§ Assigned task
Restate the records below word for word, leaving nothing out.

*** Records shown ***

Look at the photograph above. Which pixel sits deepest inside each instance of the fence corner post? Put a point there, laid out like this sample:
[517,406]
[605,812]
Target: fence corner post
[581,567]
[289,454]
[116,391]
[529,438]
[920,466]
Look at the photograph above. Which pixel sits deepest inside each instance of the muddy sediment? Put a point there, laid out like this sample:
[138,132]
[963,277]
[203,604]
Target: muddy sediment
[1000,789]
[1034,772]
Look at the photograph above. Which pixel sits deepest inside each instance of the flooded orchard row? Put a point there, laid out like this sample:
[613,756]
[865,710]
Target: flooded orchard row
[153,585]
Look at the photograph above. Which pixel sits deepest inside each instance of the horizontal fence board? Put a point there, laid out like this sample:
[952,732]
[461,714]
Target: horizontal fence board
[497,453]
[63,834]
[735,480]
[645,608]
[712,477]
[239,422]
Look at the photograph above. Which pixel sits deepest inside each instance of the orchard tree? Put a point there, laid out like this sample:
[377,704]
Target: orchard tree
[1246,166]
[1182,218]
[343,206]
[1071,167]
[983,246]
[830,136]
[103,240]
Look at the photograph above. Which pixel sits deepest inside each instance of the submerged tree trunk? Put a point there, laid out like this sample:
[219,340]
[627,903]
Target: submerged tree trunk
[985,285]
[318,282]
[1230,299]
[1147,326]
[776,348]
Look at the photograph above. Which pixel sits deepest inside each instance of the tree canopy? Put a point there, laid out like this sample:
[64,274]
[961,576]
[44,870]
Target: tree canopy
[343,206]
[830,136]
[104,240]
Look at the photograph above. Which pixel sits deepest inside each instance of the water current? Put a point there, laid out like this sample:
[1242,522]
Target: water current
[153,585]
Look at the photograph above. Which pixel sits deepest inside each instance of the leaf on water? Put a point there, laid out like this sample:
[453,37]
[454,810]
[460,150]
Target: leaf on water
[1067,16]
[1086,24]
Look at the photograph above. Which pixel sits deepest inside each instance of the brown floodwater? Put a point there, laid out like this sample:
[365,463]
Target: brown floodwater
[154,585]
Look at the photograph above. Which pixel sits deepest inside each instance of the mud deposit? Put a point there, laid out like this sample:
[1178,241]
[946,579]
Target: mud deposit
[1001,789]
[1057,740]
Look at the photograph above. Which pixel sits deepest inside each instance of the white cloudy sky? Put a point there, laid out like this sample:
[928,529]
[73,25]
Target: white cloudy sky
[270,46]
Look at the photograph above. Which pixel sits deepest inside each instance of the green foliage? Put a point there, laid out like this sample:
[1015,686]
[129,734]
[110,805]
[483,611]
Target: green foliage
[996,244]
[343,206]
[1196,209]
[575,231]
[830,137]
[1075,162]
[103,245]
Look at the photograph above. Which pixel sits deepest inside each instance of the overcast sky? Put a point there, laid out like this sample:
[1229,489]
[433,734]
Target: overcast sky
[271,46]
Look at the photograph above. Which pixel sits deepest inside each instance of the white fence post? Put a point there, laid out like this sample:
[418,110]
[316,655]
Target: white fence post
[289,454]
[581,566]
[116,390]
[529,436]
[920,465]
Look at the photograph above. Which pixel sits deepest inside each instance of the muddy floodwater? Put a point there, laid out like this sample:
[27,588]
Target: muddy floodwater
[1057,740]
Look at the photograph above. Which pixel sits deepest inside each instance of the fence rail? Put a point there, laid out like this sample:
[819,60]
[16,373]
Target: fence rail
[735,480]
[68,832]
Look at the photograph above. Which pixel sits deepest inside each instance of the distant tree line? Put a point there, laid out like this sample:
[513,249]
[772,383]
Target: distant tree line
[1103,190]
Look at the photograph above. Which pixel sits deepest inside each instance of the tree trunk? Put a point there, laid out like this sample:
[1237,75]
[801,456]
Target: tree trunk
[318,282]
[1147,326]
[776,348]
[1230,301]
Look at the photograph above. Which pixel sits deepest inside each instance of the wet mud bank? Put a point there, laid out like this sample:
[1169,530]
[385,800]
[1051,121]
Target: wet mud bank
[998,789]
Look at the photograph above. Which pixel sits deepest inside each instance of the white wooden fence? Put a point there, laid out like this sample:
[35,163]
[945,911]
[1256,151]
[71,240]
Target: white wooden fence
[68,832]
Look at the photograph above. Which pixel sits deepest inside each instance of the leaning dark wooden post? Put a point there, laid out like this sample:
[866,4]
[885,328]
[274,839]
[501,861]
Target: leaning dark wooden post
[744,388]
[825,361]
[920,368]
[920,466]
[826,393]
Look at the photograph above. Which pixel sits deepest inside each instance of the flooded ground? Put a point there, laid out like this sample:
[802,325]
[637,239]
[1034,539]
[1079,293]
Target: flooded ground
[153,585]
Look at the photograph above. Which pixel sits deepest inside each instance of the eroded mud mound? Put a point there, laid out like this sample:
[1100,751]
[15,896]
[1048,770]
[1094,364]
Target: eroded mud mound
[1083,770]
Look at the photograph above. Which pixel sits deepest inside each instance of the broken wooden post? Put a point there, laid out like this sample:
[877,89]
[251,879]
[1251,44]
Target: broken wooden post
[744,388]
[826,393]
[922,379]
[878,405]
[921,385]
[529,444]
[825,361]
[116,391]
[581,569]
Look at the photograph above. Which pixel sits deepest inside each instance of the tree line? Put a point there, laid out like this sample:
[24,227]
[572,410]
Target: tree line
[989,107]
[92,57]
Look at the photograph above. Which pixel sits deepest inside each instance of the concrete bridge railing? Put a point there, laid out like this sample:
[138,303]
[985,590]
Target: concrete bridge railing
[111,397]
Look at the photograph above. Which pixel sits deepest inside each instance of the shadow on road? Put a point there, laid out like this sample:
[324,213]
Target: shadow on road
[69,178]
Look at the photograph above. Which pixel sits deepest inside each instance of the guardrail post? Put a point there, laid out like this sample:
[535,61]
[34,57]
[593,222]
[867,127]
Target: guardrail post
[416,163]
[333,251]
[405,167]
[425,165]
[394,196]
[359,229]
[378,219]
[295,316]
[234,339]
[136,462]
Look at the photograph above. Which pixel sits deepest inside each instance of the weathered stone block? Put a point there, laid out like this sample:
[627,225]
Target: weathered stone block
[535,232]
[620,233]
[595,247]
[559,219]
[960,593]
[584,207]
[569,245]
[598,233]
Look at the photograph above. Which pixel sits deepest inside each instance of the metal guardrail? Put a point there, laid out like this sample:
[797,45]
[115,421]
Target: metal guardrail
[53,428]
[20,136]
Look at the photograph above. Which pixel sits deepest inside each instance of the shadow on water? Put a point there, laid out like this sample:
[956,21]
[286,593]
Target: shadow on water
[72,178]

*** End of Records shown ***

§ Finished task
Look at the photograph above. Which pixel sits deepest inside each instance of the fence corner post? Put a point there, laid out like this sample:
[517,406]
[605,812]
Target: fence corner post
[581,567]
[289,454]
[116,391]
[529,438]
[920,466]
Look at the photograph above. Which pixel sits deepest inside each instance of the muddy sediment? Put a point there, laid out like this sample:
[138,132]
[963,277]
[203,604]
Target: muddy sediment
[1000,789]
[1034,772]
Look at the photograph above. Which pixel sits deepest inside each instance of the flooded orchard row? Put a point there, laid out like this sample:
[613,756]
[865,710]
Target: flooded orchard row
[153,585]
Look at the photograph above. Which pixel sits deepest inside each instance of the horizontal fence board? Put a point there, laid out like this sample:
[952,732]
[461,714]
Target: horizontal fence board
[497,453]
[63,834]
[735,480]
[645,608]
[712,477]
[239,422]
Look at the photograph above. Which pixel sits deepest inside each instance of the orchard tree? Put a point there, laid out like this sample:
[377,704]
Target: orchard tree
[1246,166]
[1182,218]
[343,206]
[1071,167]
[983,246]
[830,136]
[103,240]
Look at the photograph above. Which pixel sits deepest inside each instance of the submerged tree trunk? Put a point there, laid out like this sample:
[219,340]
[627,903]
Target: submerged tree trunk
[985,285]
[318,282]
[1230,299]
[1147,326]
[776,348]
Look at the photograph above. Which pixel sits deepest inside each instance of the tree canopy? Put a point there, laid out like this sample:
[64,274]
[961,576]
[44,870]
Target: tree canopy
[343,206]
[830,136]
[104,240]
Look at the photograph above. Which pixel sits deepest inside each instance of the water current? Put a point there, laid out like this sample:
[1242,522]
Target: water current
[153,585]
Look at the photograph above. Which pixel sits deepest inside each instance of the leaf on water? Put a point there, laid out like this sample:
[453,37]
[454,810]
[460,150]
Target: leaf on water
[1067,16]
[1086,24]
Look at the photograph above. Which pixel sits deepest inside each instance of the brown floodwater? Put a point there, laid out like this sample:
[365,463]
Target: brown floodwater
[154,585]
Look at the photograph above. Which pixel sits deepest inside each instance of the mud deposit? Put a point there, laid out like this sample:
[1178,241]
[946,579]
Target: mud deposit
[1001,789]
[1057,740]
Look at the photograph above. Which pixel sits deepest inside each instance of the white cloudy sky? Put a point there, laid out like this sample:
[928,529]
[73,25]
Target: white cloudy sky
[270,46]
Look at the photograph above. Which pixel sits deepest inside each instance of the green foliage? Put a point there, laid out like this sample:
[1015,686]
[129,734]
[110,805]
[483,611]
Target: green foliage
[996,244]
[343,206]
[1196,209]
[575,231]
[830,137]
[1075,162]
[103,245]
Look at the photograph above. Which pixel sits deepest inside each instance of the overcast sky? Put a point there, laid out like this sample:
[1229,489]
[433,734]
Target: overcast sky
[271,46]
Look at the photograph above. Which pixel sits deepest inside each instance of the white fence post? Put a point there, laid out like this sample:
[418,110]
[316,655]
Target: white fence post
[289,454]
[581,566]
[116,390]
[529,436]
[920,465]
Look at the photograph above. Which pixel sits deepest inside each instance of the muddy floodwater? Put a point there, laid out like this sample:
[27,588]
Target: muddy floodwater
[1057,740]
Look at the photograph above. Which pixel sits deepest inside each instance of the fence rail? Put a point there, laid out like this sample:
[819,60]
[16,373]
Target: fence rail
[735,480]
[68,832]
Look at the photograph above. Which pixel sits deepest inside each instance of the distant tree line? Put a point there, laid out like this sample:
[513,249]
[772,383]
Target: distant tree line
[1103,190]
Look at the photograph above. Which pixel sits deepest inside each instance of the tree trunk? Put a point there, laid out like this sample:
[1237,75]
[801,456]
Target: tree trunk
[318,282]
[1147,326]
[776,348]
[1230,301]
Look at the photograph above. Which pixel sits deepest inside each instance of the wet mud bank? Put a point there, laid out like this sample:
[1169,530]
[385,800]
[1051,121]
Target: wet mud bank
[998,789]
Look at the photograph above. Which pixel sits deepest inside each instance of the white wooden fence? Put a point there, laid out like this sample:
[35,163]
[945,911]
[1256,151]
[71,240]
Target: white wooden fence
[68,832]
Look at the photograph above. Which pixel sits deepest inside each instance of the leaning dark wooden post? Put a point there, laid out like this sample:
[866,4]
[885,328]
[274,839]
[501,861]
Target: leaning dark wooden post
[744,388]
[825,361]
[920,368]
[920,466]
[826,393]
Look at the photograph above. Which pixel sits deepest inside each instance of the flooded ground? Put a point there, laid out like this sample:
[802,325]
[637,239]
[1034,539]
[1079,293]
Target: flooded ground
[153,585]
Look at the photograph above. Which pixel sits deepest inside each instance of the eroded mud mound? Put a point there, laid out like this sample:
[1100,751]
[15,896]
[1048,770]
[1094,364]
Target: eroded mud mound
[1083,770]
Look at the photograph above. Which pixel sits deepest inside each instance of the broken wooden post? Put a point there, laid out like this sample:
[877,89]
[251,879]
[1251,44]
Target: broken wooden post
[744,388]
[826,393]
[922,379]
[878,405]
[921,385]
[529,444]
[825,361]
[116,391]
[581,569]
Look at the photograph above. Which pixel sits deepest inside each instance of the tree line? Put a point there, laid out like this sample:
[24,227]
[572,410]
Target: tree line
[989,107]
[92,57]
Look at the photograph above. Which pixel sits deepest inside each instance of the concrete bridge railing? Put a point there, laid out like this sample:
[138,303]
[985,590]
Target: concrete bridge railing
[111,397]
Look at the photograph above. Which pixel sits deepest inside each instance of the shadow on road? Put a point there, laid out like this sample:
[324,213]
Target: shadow on road
[69,178]
Look at the photograph above. Which pixel sits deepest inside each instance of the guardrail post? Put a point there, laid out like this sample:
[535,61]
[34,57]
[593,222]
[867,127]
Target: guardrail post
[416,163]
[333,251]
[405,167]
[425,165]
[394,196]
[359,229]
[378,219]
[295,316]
[234,339]
[136,462]
Look at the photograph above. Which pixel sits deepest inside each instance of the weathered stone block? Put a point there, laid out like this sample:
[627,225]
Target: weathered stone block
[535,232]
[620,233]
[595,247]
[559,219]
[960,593]
[584,207]
[569,245]
[598,233]
Look at the photograph above. Which pixel sits deepest inside each instance of the metal guardrail? Put a point there, laid out like this sample:
[797,45]
[115,421]
Target: metal guardrail
[53,428]
[20,136]
Look at the photograph above. Which pixel sits deepest inside each instance of the shadow on water? Put a point there, laid out like this sample:
[956,21]
[286,593]
Target: shadow on water
[72,178]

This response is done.